What you need to do
Rewrite the data below, substituting "store" for every occurrence of "shop" and leaving everything else unchanged.

Listing
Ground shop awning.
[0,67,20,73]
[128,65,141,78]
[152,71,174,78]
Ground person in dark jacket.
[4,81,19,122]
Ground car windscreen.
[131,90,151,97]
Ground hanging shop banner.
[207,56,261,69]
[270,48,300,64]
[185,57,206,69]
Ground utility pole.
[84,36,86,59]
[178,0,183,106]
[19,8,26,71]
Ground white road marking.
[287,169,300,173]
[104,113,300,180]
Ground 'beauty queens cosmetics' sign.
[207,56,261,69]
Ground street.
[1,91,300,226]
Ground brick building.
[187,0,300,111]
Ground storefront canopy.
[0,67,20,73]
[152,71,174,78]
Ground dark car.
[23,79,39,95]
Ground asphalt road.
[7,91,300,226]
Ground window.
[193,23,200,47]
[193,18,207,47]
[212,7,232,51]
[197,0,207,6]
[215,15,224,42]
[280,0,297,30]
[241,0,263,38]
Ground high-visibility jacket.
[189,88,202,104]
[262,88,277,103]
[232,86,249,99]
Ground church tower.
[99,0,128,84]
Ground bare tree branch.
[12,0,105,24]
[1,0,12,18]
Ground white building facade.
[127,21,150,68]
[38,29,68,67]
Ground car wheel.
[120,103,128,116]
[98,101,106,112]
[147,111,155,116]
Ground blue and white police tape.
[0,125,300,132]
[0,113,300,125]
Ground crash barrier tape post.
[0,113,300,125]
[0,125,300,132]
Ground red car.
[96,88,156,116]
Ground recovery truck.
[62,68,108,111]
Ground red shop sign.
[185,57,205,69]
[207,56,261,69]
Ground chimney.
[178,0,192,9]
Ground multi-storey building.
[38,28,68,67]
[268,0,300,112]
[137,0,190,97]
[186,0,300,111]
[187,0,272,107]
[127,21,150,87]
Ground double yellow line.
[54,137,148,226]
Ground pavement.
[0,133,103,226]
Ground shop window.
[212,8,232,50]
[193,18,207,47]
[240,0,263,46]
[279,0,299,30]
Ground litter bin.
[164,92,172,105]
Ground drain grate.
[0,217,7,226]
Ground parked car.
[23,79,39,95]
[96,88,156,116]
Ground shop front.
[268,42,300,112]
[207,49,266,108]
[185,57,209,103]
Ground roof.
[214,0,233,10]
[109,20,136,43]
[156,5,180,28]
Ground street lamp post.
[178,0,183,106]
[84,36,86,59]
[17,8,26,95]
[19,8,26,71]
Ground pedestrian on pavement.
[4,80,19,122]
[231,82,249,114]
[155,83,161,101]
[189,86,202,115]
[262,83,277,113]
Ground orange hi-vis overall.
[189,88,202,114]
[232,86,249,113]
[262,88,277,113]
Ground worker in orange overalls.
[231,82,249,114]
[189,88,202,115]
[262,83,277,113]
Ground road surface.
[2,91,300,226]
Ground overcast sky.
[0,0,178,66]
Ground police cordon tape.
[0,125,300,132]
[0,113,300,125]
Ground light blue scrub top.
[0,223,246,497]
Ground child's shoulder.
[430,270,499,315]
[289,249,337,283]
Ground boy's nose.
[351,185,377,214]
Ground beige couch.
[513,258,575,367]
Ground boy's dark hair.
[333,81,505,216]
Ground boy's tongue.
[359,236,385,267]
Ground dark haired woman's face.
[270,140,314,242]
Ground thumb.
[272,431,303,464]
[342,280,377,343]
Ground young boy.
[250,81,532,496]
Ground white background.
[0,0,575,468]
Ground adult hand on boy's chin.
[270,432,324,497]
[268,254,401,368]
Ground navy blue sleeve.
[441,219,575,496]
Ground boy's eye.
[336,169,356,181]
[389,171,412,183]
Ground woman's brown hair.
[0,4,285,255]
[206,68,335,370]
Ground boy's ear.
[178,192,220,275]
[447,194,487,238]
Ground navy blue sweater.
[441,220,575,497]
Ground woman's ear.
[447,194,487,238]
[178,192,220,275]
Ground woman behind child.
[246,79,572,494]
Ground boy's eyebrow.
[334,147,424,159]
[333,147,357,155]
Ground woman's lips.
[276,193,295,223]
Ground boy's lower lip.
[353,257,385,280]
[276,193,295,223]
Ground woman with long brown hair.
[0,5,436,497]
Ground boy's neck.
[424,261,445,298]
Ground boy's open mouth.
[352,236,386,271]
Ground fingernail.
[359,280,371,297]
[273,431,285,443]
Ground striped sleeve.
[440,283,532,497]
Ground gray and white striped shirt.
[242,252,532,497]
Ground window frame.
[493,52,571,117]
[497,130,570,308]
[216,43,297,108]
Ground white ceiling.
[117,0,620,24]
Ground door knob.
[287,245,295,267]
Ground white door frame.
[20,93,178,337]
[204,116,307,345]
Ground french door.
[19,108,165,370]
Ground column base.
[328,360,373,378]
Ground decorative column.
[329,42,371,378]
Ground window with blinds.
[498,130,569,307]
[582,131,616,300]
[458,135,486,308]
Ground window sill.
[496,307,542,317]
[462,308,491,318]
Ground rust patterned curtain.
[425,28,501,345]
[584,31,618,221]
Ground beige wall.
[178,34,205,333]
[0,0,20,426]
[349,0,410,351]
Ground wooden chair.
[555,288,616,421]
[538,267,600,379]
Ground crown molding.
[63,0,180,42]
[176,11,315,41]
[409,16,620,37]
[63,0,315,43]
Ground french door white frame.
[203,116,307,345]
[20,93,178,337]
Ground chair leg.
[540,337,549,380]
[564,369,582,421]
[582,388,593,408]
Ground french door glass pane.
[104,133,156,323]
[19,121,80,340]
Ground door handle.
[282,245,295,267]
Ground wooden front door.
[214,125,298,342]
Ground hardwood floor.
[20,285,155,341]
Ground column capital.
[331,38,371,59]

Answer to the exercise
Ground store awning.
[0,67,20,73]
[128,65,141,78]
[152,71,174,78]
Ground person in dark jacket.
[4,81,19,122]
Ground car windscreen.
[131,90,151,97]
Ground hanging store banner.
[207,56,261,69]
[270,48,300,64]
[185,57,206,69]
Ground utility pole.
[84,36,86,59]
[178,0,183,106]
[19,8,26,71]
Ground white road marking.
[287,169,300,173]
[104,113,300,180]
Ground 'beauty queens cosmetics' sign.
[207,56,261,69]
Ground street.
[1,91,300,226]
Ground brick building.
[187,0,300,111]
Ground storefront canopy.
[0,67,20,73]
[152,71,174,78]
Ground dark car.
[23,79,39,95]
Ground asphalt road.
[7,91,300,226]
Ground window.
[193,23,200,47]
[193,18,207,47]
[212,7,232,51]
[197,0,207,6]
[215,15,224,42]
[280,0,297,30]
[241,0,263,38]
Ground high-visibility jacket.
[189,88,202,104]
[262,88,277,103]
[232,86,249,99]
Ground church tower.
[99,0,128,84]
Ground bare tree branch.
[12,0,105,24]
[1,0,12,18]
Ground white building facade.
[127,21,150,68]
[38,29,68,67]
Ground car wheel.
[120,103,128,116]
[98,101,106,112]
[147,111,155,116]
Ground blue and white police tape.
[0,125,300,132]
[0,113,300,125]
Ground crash barrier tape post.
[0,113,300,125]
[0,125,300,132]
Ground red car.
[96,88,156,116]
Ground recovery truck.
[62,68,108,111]
Ground red store sign.
[185,57,205,69]
[207,56,261,69]
Ground chimney.
[178,0,192,9]
Ground multi-storey building.
[38,28,68,67]
[268,0,300,112]
[137,0,190,97]
[186,0,300,111]
[187,0,272,107]
[127,21,150,87]
Ground double yellow line.
[54,137,148,226]
Ground pavement.
[0,133,103,226]
Ground store window.
[212,8,232,50]
[193,18,207,47]
[240,0,263,46]
[279,0,299,30]
Ground litter bin.
[164,92,172,105]
Ground drain grate.
[0,217,7,226]
Ground parked car.
[23,79,39,95]
[96,88,156,116]
Ground store front.
[268,42,300,112]
[207,49,266,108]
[185,57,209,103]
Ground roof.
[214,0,233,10]
[109,20,136,43]
[156,5,180,28]
Ground street lamp post.
[178,0,183,106]
[84,36,86,59]
[17,8,26,95]
[19,8,26,71]
Ground pedestrian on pavement.
[4,80,19,122]
[231,82,249,114]
[155,83,161,101]
[189,86,202,115]
[262,83,277,113]
Ground orange hi-vis overall.
[189,88,202,114]
[232,86,249,113]
[262,88,277,113]
Ground worker in orange overalls.
[231,82,249,114]
[189,88,202,115]
[262,83,277,113]
Ground road surface.
[2,91,300,226]
Ground overcast sky.
[0,0,178,66]
Ground police cordon tape.
[0,125,300,132]
[0,113,300,125]
Ground light blue scrub top.
[0,223,246,497]
Ground child's shoulder.
[430,270,499,315]
[289,249,337,283]
Ground boy's nose.
[351,185,377,214]
Ground beige couch.
[513,258,575,367]
Ground boy's dark hair.
[333,81,505,216]
Ground boy's tongue.
[359,236,385,267]
Ground dark haired woman's face.
[270,140,314,242]
Ground thumb.
[272,431,303,464]
[342,280,377,343]
Ground young boy.
[250,81,532,496]
Ground white background.
[0,0,575,468]
Ground adult hand on boy's chin.
[270,432,324,497]
[268,254,401,368]
Ground navy blue sleeve.
[441,219,575,496]
Ground boy's eye.
[336,169,356,181]
[389,171,412,183]
Ground woman's brown hair.
[0,4,285,255]
[206,68,335,370]
Ground boy's ear.
[178,192,220,275]
[447,194,487,238]
Ground navy blue sweater.
[441,220,575,497]
Ground woman's ear.
[447,194,487,238]
[178,192,220,275]
Ground woman behind child.
[246,79,572,494]
Ground boy's eyebrow.
[334,147,424,159]
[333,147,357,155]
Ground woman's lips.
[276,193,295,223]
Ground boy's lower lip.
[353,257,385,280]
[276,193,295,223]
Ground woman with long brown hair.
[0,5,436,497]
Ground boy's neck.
[424,261,445,298]
Ground boy's open mouth.
[352,236,386,271]
Ground fingernail.
[359,280,371,297]
[273,431,285,443]
Ground striped sleeve.
[440,283,532,497]
Ground gray and white striped shirt.
[242,252,532,497]
Ground window frame.
[493,52,571,117]
[497,130,570,308]
[216,43,297,108]
Ground white ceiling.
[117,0,620,24]
Ground door knob.
[287,245,295,267]
Ground white door frame.
[20,93,178,337]
[204,116,307,345]
Ground french door.
[19,108,165,370]
Ground column base.
[328,360,373,378]
Ground decorative column.
[329,42,371,378]
Ground window with blinds.
[498,130,569,307]
[582,131,616,300]
[458,135,486,308]
Ground window sill.
[496,307,542,317]
[462,308,491,318]
Ground rust patterned curtain.
[425,28,501,345]
[584,31,618,221]
Ground beige wall.
[178,34,205,333]
[0,0,20,426]
[349,0,410,351]
Ground wooden chair.
[555,288,616,421]
[538,267,600,379]
Ground crown molding.
[63,0,180,42]
[176,11,315,41]
[409,16,620,37]
[63,0,315,43]
Ground french door white frame.
[203,116,307,345]
[20,93,178,337]
Ground chair leg.
[540,337,549,380]
[564,369,582,421]
[582,388,593,408]
Ground french door glass pane.
[104,133,156,323]
[19,121,80,340]
Ground door handle.
[282,245,295,267]
Ground wooden front door.
[214,125,298,342]
Ground hardwood floor.
[20,285,155,341]
Ground column capital.
[331,38,371,59]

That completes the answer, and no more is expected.